Problem to solve: Take the records below and retype them line by line, from the first line through the one containing "negative clicks: (36, 611)"; stop there.
Given entries Block Start
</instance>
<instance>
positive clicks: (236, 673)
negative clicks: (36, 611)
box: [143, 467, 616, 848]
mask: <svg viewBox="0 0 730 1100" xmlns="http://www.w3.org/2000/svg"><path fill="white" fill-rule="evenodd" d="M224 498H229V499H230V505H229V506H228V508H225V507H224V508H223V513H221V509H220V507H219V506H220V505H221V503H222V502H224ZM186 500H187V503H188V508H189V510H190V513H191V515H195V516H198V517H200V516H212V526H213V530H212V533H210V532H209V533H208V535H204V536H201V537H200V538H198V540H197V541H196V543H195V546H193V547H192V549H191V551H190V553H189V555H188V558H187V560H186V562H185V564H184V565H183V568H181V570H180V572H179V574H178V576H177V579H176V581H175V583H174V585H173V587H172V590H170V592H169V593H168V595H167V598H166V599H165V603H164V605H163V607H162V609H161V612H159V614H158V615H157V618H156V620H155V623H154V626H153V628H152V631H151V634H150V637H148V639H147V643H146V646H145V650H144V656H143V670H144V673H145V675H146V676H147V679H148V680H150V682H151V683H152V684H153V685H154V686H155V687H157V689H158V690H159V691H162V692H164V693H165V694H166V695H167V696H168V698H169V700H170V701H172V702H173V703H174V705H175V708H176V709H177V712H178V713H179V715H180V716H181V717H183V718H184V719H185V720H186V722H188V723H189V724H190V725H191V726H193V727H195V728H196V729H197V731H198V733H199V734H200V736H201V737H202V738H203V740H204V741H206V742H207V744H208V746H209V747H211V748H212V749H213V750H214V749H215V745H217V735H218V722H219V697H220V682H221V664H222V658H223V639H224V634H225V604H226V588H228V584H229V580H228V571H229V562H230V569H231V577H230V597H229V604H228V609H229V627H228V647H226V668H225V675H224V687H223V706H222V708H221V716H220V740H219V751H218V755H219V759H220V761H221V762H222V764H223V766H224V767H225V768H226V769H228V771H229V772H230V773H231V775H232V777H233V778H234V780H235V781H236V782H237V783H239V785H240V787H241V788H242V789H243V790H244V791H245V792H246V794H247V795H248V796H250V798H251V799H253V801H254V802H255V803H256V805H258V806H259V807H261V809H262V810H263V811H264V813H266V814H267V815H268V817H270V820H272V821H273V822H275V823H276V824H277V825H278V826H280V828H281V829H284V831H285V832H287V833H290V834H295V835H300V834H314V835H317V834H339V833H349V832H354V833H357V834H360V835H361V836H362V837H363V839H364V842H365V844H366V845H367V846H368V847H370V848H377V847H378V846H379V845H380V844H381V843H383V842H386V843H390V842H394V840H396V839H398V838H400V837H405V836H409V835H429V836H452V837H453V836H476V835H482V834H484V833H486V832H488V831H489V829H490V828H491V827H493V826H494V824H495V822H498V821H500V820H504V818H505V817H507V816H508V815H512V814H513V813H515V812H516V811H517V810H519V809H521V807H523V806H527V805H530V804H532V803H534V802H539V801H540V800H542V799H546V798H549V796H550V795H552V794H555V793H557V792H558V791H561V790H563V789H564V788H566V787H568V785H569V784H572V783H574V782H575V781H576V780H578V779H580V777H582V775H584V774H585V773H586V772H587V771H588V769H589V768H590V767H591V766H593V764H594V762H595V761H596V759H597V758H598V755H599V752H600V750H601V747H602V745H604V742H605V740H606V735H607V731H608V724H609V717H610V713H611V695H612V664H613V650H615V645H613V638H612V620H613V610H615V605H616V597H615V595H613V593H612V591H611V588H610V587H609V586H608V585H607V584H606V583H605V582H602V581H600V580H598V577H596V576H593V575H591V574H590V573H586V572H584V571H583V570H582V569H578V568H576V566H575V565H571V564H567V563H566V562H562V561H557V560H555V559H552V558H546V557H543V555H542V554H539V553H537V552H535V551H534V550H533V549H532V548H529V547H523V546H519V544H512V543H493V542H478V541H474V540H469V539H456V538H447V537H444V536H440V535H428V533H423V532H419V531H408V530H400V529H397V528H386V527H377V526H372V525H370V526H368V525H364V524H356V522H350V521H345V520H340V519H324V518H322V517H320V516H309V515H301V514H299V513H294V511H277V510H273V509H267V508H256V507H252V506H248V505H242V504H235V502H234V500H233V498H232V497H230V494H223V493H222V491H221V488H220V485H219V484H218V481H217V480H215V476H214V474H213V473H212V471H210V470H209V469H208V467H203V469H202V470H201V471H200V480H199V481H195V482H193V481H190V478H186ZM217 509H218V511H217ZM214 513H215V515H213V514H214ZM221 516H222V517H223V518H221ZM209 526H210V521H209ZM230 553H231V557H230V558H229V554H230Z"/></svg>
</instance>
Given entries Block End
Completed task:
</instance>
<instance>
positive clicks: (236, 673)
negative clicks: (36, 611)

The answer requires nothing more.